LISTE DES CONSIGNES
• 1. Recopiez le passage du texte fourni qui commence par les mots contenant « Qui es-tu toi qui choisis » et s'achève sur « son Église ? ».
• 2. Dites si chaque affirmation concorde avec le texte fourni, en répondant par oui ou non et en citant fidèlement les mots du texte qui tranchent : (a) Dieu a pris chair humaine ; (b) Dieu se rend présent seulement là où il y a autel et ambon ; (c) Dieu veut des courtisans zélés.

TEXTE FOURNI

━━━━━━━━━━━━━━━━━━━━━━━━━━━━━━

Qui es-tu toi qui choisis d’habiter les lieux de détresse, de misère, les lieux sans terre ni ciel ? Qui es-tu Toi qui envois ton Fils faire de ces lieux son Église ?
Qui es-tu Toi qui, par ton Fils, te rends présent réellement, t’offres en nourriture, en eucharistie, pas seulement là où il y a autel et ambon.
Tu es un Dieu qui n’est jamais là où on l’attend, là où nous voudrions qu’il soit, là où souvent nous voudrions le confiner;
Tu es un Dieu qui ne veut pas de troupes, de courtisans zélés, de factotums empressés, de service de com qui lui disent là où il doit être présent et où sont rassemblés ceux qui lui font la claque ;
Tu es un Dieu qui a pris chair humaine, sait ce qu’est la peur de la mort et ce qu’est la souffrance de la mort de ceux que l’on aime ;
Tu es un Dieu qui dit qu’il ne répugne pas à descendre dans les enfers des désarrois, des fragilités et déséquilibres psychologiques que cause la pandémie ;
Tu es un Dieu qui dit à ceux qui pétitionnent sous le slogan « nous voulons la messe », qu’ils ne le rencontreront pas d’abord, en ce temps de pandémie, dans une messe que l’on croit mériter, que l’on croit posséder et qu’on dit être un droit alors quelle est offrande, don ;
Un Dieu qui appelle les fidèles impatients de pouvoir enfin célébrer le sacrement des sacrements, à le rejoindre autrement : dans la prière, la méditation, l’écoute de sa Parole, le soin du frère ; qui appelle à voir ce qui nous « manque » vraiment durant ce jeûne eucharistique, ce que nous désirons vivre quand nous célébrerons ensemble à nouveau la messe ;
Tu es un Dieu qui nous dit que nous sommes, nous ensemble, le corps de son Fils, sacrement de vie, pain de vie, Présence de Lui, Acte de Lui.

━━━━━━━━━━━━━━━━━━━━━━━━━━━━━━

LIGNES FOURNIES
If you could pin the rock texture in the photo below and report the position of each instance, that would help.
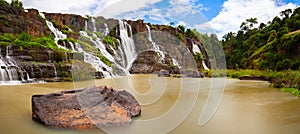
(85, 108)
(148, 62)
(15, 20)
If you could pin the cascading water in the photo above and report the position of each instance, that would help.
(196, 49)
(10, 72)
(85, 25)
(57, 34)
(127, 45)
(94, 25)
(106, 30)
(155, 47)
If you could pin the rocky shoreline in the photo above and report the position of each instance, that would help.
(85, 108)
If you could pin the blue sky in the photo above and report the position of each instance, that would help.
(211, 16)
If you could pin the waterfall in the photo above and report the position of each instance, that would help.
(196, 49)
(127, 45)
(57, 34)
(85, 25)
(96, 61)
(72, 46)
(204, 65)
(155, 47)
(9, 70)
(94, 24)
(106, 31)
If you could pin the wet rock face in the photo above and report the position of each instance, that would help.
(85, 108)
(148, 62)
(30, 23)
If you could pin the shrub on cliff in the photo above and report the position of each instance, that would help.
(16, 4)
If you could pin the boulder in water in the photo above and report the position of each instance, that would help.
(85, 108)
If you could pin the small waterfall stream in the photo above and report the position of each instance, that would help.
(127, 45)
(196, 49)
(10, 72)
(155, 47)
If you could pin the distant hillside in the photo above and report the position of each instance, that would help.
(272, 46)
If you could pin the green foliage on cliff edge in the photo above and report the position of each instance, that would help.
(24, 40)
(273, 46)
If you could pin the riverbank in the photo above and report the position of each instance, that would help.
(288, 81)
(236, 107)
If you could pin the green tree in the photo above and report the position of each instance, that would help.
(17, 4)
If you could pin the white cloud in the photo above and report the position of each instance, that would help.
(124, 6)
(235, 12)
(81, 7)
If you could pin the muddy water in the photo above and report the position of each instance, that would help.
(246, 107)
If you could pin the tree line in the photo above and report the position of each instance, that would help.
(272, 46)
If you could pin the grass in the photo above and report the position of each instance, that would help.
(288, 80)
(293, 91)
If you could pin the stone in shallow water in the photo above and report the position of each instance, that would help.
(85, 108)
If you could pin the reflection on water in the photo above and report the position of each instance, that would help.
(246, 107)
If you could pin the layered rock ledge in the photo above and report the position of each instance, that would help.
(85, 108)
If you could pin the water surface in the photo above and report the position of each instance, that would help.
(247, 106)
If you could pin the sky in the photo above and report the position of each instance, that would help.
(207, 16)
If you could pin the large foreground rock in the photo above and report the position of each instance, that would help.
(85, 108)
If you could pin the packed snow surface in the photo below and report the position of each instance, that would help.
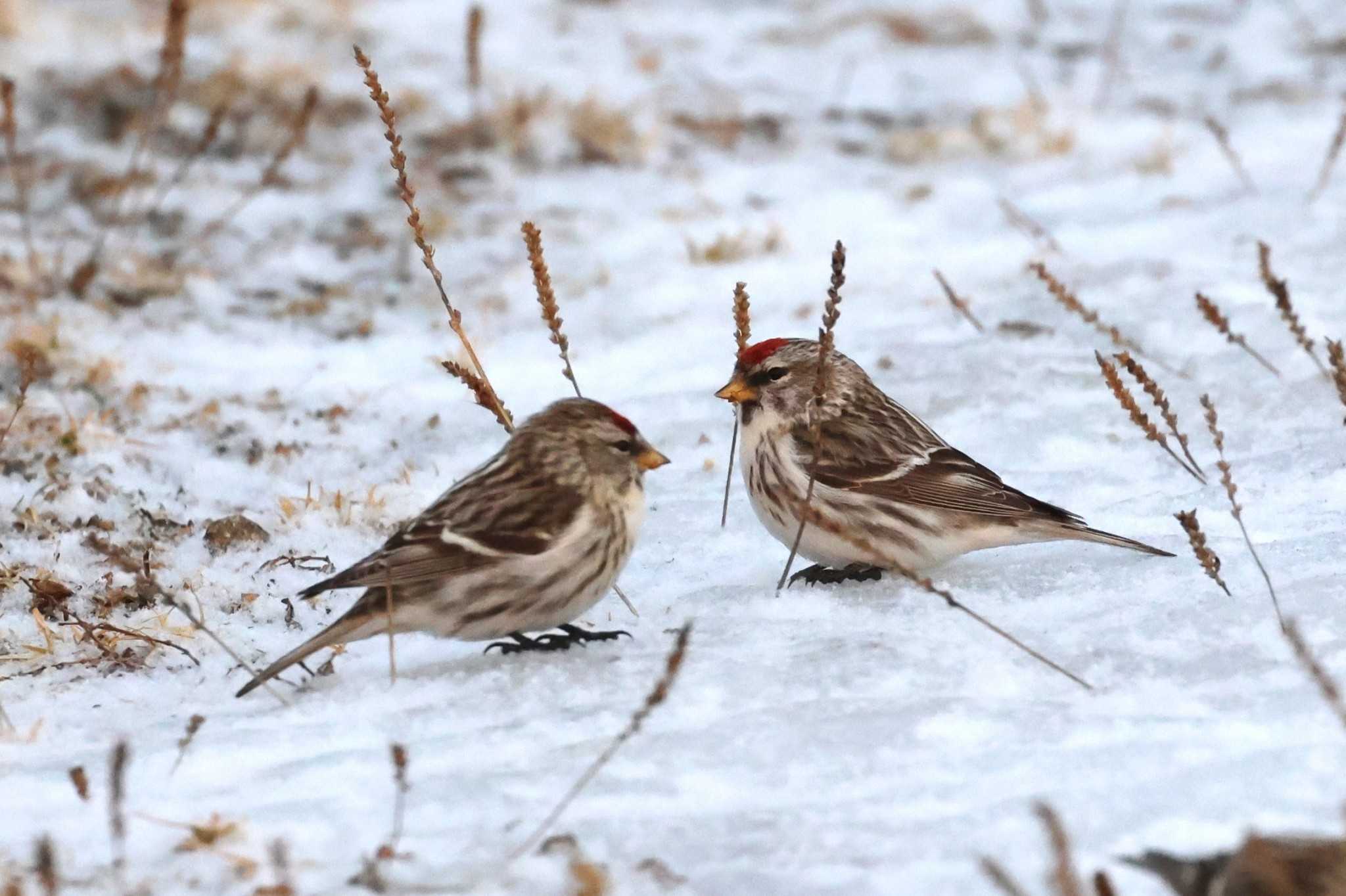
(856, 738)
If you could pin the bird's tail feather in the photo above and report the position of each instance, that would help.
(1085, 533)
(350, 627)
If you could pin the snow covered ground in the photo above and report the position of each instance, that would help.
(856, 739)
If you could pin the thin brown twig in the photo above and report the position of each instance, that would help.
(1065, 880)
(1208, 558)
(10, 128)
(1138, 416)
(164, 88)
(831, 314)
(1326, 684)
(547, 299)
(408, 197)
(1337, 358)
(1236, 512)
(1280, 292)
(116, 806)
(1211, 311)
(1334, 150)
(185, 742)
(201, 626)
(271, 174)
(886, 562)
(672, 665)
(742, 332)
(998, 875)
(1161, 400)
(1019, 218)
(959, 303)
(1221, 136)
(475, 19)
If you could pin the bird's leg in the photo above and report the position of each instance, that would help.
(579, 635)
(819, 573)
(525, 643)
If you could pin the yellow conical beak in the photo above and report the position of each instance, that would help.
(737, 390)
(651, 459)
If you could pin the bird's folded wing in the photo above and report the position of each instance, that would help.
(461, 533)
(942, 480)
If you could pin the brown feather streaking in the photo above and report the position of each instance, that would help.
(1226, 480)
(1211, 311)
(408, 197)
(831, 314)
(1138, 416)
(886, 562)
(1280, 292)
(959, 303)
(547, 298)
(1326, 684)
(10, 129)
(1221, 136)
(1205, 556)
(742, 332)
(1337, 358)
(1161, 400)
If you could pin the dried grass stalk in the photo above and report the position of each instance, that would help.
(886, 562)
(1236, 512)
(1161, 400)
(1071, 302)
(1019, 218)
(27, 373)
(672, 665)
(164, 91)
(1280, 292)
(1000, 878)
(1065, 880)
(408, 197)
(1211, 311)
(271, 174)
(831, 314)
(1138, 416)
(1221, 136)
(118, 805)
(742, 334)
(475, 19)
(547, 298)
(1326, 684)
(959, 303)
(10, 129)
(1197, 539)
(1334, 150)
(1338, 362)
(480, 390)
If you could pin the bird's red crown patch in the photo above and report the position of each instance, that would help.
(753, 355)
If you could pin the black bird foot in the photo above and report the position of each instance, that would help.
(580, 635)
(825, 575)
(522, 643)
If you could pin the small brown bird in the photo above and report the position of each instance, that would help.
(529, 541)
(1262, 866)
(883, 474)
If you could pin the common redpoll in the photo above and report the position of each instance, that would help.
(883, 474)
(1262, 866)
(529, 541)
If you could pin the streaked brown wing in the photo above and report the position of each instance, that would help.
(501, 509)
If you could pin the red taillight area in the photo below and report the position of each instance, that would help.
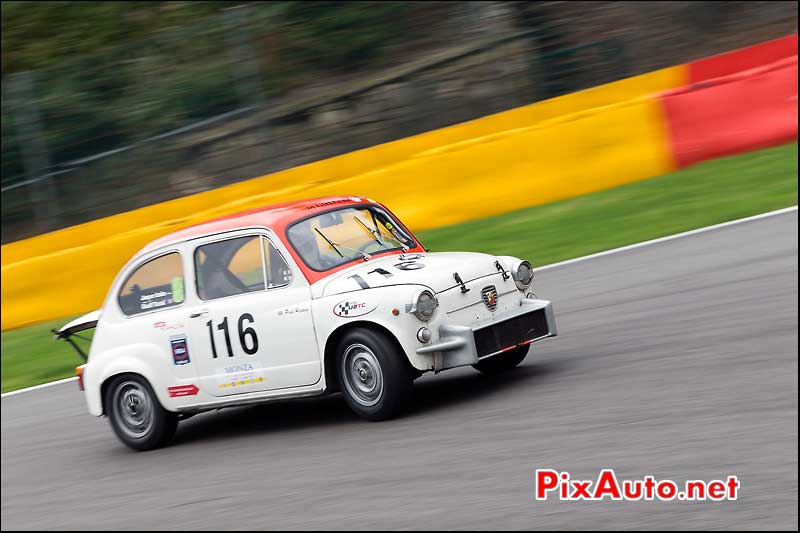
(79, 374)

━━━━━━━━━━━━━━━━━━━━━━━━━━━━━━

RÉPONSES DANS L'ORDRE
• 1.
Qui es-tu toi qui choisis d’habiter les lieux de détresse, de misère, les lieux sans terre ni ciel ? Qui es-tu Toi qui envois ton Fils faire de ces lieux son Église ?

• 2.
(a) Oui : « Tu es un Dieu qui a pris chair humaine ».
(b) Non : « pas seulement là où il y a autel et ambon ».
(c) Non : « Tu es un Dieu qui ne veut pas de troupes, de courtisans zélés ».